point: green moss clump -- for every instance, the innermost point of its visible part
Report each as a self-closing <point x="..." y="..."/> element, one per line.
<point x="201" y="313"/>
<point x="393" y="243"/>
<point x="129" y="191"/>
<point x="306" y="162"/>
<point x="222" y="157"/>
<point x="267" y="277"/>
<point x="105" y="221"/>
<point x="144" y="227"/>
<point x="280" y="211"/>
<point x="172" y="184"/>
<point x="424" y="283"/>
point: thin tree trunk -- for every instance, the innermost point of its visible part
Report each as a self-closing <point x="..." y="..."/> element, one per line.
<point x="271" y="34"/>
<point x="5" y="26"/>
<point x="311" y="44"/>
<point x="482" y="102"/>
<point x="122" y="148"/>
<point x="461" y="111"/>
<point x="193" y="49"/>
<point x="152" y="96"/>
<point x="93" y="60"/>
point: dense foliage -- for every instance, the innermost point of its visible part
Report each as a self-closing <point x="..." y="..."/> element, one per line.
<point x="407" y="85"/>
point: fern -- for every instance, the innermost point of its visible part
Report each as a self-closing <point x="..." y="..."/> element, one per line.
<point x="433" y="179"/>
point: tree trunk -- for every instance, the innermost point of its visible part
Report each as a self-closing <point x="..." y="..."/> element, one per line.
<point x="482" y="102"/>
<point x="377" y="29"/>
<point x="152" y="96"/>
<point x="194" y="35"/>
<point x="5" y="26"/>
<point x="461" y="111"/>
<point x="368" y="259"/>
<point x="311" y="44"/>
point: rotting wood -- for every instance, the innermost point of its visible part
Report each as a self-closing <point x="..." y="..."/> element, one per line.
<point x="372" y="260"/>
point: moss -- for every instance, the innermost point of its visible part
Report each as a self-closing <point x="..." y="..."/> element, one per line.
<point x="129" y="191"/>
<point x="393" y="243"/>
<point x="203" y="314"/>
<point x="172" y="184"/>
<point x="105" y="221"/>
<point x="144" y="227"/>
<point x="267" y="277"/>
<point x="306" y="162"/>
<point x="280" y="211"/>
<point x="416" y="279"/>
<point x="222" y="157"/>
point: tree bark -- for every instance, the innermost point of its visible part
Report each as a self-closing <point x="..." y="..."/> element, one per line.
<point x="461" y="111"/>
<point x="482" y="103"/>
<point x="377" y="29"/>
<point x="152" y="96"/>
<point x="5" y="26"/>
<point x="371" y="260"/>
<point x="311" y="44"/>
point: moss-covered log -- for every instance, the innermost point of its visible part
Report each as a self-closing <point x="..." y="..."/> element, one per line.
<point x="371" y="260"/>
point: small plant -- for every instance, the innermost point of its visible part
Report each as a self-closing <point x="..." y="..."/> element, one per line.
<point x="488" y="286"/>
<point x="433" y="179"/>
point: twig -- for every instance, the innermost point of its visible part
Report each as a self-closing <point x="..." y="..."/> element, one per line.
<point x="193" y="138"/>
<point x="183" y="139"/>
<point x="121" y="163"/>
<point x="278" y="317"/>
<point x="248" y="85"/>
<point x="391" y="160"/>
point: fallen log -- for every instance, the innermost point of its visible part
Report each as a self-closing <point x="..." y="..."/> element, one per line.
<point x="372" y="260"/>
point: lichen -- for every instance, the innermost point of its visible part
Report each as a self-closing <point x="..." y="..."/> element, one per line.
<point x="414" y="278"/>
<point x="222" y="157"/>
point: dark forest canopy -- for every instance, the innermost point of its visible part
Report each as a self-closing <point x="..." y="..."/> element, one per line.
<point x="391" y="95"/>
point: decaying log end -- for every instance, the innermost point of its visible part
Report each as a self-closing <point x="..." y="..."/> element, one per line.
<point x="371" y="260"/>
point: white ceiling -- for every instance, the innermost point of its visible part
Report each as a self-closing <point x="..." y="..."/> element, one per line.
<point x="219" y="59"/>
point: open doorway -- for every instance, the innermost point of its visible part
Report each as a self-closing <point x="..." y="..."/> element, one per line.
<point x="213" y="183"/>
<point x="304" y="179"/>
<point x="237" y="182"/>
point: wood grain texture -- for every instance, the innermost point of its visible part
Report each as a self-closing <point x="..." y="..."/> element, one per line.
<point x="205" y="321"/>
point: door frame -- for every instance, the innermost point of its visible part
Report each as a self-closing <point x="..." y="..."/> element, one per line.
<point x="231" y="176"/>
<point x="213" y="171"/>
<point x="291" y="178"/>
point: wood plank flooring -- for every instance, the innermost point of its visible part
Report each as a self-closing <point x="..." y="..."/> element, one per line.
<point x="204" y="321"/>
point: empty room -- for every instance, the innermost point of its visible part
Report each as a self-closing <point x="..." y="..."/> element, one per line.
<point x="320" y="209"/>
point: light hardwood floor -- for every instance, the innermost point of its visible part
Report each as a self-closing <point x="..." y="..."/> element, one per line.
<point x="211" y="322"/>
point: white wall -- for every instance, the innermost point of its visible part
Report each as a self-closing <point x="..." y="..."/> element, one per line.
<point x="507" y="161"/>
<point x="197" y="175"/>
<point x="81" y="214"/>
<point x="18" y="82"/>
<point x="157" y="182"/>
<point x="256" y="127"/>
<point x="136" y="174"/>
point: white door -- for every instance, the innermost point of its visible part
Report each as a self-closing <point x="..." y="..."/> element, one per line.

• Given problem: Please reproduce all of the records above, swapping "innermost" for "central" everywhere it occurs and leaving everything else as it is.

• Answer to this problem:
point: green moss clump -- for every instance, the central point of its visible part
Report each as a self-closing <point x="..." y="..."/> element, one per line.
<point x="201" y="313"/>
<point x="393" y="243"/>
<point x="129" y="191"/>
<point x="306" y="162"/>
<point x="222" y="157"/>
<point x="267" y="277"/>
<point x="105" y="221"/>
<point x="144" y="227"/>
<point x="280" y="211"/>
<point x="172" y="184"/>
<point x="424" y="283"/>
point: thin tree trunk -- for every instance, the central point of its visible part
Report each as a self-closing <point x="..." y="..."/> element, one per line.
<point x="271" y="34"/>
<point x="5" y="26"/>
<point x="311" y="44"/>
<point x="482" y="102"/>
<point x="122" y="148"/>
<point x="461" y="111"/>
<point x="193" y="49"/>
<point x="152" y="96"/>
<point x="93" y="60"/>
point: dense foliage -- for every instance, the central point of its visible part
Report each as a self-closing <point x="..." y="..."/> element, one per line.
<point x="407" y="85"/>
point: fern -- for every instance, the central point of its visible part
Report each as a self-closing <point x="..." y="..."/> element, one per line.
<point x="433" y="179"/>
point: tree trunk -- for every instance, the central point of its visible part
Report each as a self-closing <point x="..." y="..."/> element, one per line.
<point x="482" y="102"/>
<point x="377" y="29"/>
<point x="152" y="96"/>
<point x="194" y="35"/>
<point x="5" y="26"/>
<point x="461" y="111"/>
<point x="368" y="259"/>
<point x="311" y="44"/>
point: rotting wood -- for every instance, the central point of its visible part
Report each as a self-closing <point x="..." y="..."/> element, one per line.
<point x="372" y="260"/>
point: moss -- for every instance, the central point of its visible part
Report each as a self-closing <point x="..." y="..."/> element, one per line.
<point x="129" y="191"/>
<point x="393" y="243"/>
<point x="203" y="314"/>
<point x="172" y="184"/>
<point x="105" y="221"/>
<point x="144" y="227"/>
<point x="267" y="277"/>
<point x="306" y="162"/>
<point x="280" y="211"/>
<point x="416" y="279"/>
<point x="222" y="157"/>
point: tree bark -- for every instance, the central point of its visible part
Report each as a self-closing <point x="..." y="..."/> element, one per line.
<point x="461" y="111"/>
<point x="482" y="103"/>
<point x="377" y="29"/>
<point x="152" y="96"/>
<point x="5" y="26"/>
<point x="371" y="260"/>
<point x="311" y="44"/>
point: moss-covered log -- for every instance, the central point of its visible part
Report each as a self-closing <point x="..." y="..."/> element, one per line.
<point x="371" y="260"/>
point: small plant -- for every instance, the central point of its visible part
Report each as a self-closing <point x="..." y="..."/> element, one per line.
<point x="488" y="286"/>
<point x="433" y="179"/>
point: twig -- for every instance, the central point of its visible part
Report each as a self-closing <point x="..." y="..."/> element, one per line.
<point x="193" y="138"/>
<point x="183" y="139"/>
<point x="121" y="163"/>
<point x="278" y="317"/>
<point x="248" y="85"/>
<point x="391" y="160"/>
point: fallen log -- for every instance, the central point of its visible part
Report each as a self-closing <point x="..." y="..."/> element, one per line.
<point x="372" y="260"/>
point: lichen -- for every instance, the central point of its visible part
Report each as a self-closing <point x="..." y="..."/> element, one per line.
<point x="414" y="278"/>
<point x="222" y="157"/>
point: dark forest canopy -- for every instance, the central point of its visible part
Report each as a self-closing <point x="..." y="..."/> element, one per line.
<point x="391" y="95"/>
point: decaying log end -- for every instance, the central point of its visible part
Report each as a self-closing <point x="..." y="..."/> element, one per line.
<point x="371" y="260"/>
point: white ceiling -- for every instance, the central point of its visible part
Report each as a self-closing <point x="..." y="..."/> element, one per line.
<point x="219" y="59"/>
point: open doorway -- for every instance, the central point of its visible part
Report each as a self-closing <point x="..." y="..."/> element, one per line.
<point x="213" y="183"/>
<point x="304" y="179"/>
<point x="237" y="182"/>
point: wood grain texture -- for every instance, the central point of its visible part
Report each as a self-closing <point x="..." y="..."/> element, one per line.
<point x="205" y="321"/>
point: door frame -- for every instance, the central point of its visible part
Report each as a self-closing <point x="..." y="..."/> element, one per line.
<point x="231" y="176"/>
<point x="213" y="171"/>
<point x="291" y="178"/>
point: wood plank flooring -- for every instance, the central point of its visible part
Report each as a self-closing <point x="..." y="..."/> element, one per line.
<point x="204" y="321"/>
point: empty room -- for every instance, the central point of its visible part
Report each as a self-closing <point x="..." y="..."/> element, one per line.
<point x="320" y="209"/>
point: light hardwood floor -- for every instance, the central point of its visible part
Report each as a self-closing <point x="..." y="..."/> element, one per line.
<point x="211" y="322"/>
point: white wall -- for every instance, the central point of its visible part
Report each as a self-closing <point x="..." y="..."/> element, one per line.
<point x="507" y="161"/>
<point x="197" y="175"/>
<point x="81" y="214"/>
<point x="18" y="82"/>
<point x="157" y="182"/>
<point x="256" y="127"/>
<point x="136" y="174"/>
point: white door -- for every instance, the central point of its visible part
Report each as a self-closing <point x="..." y="..."/> element, one per line.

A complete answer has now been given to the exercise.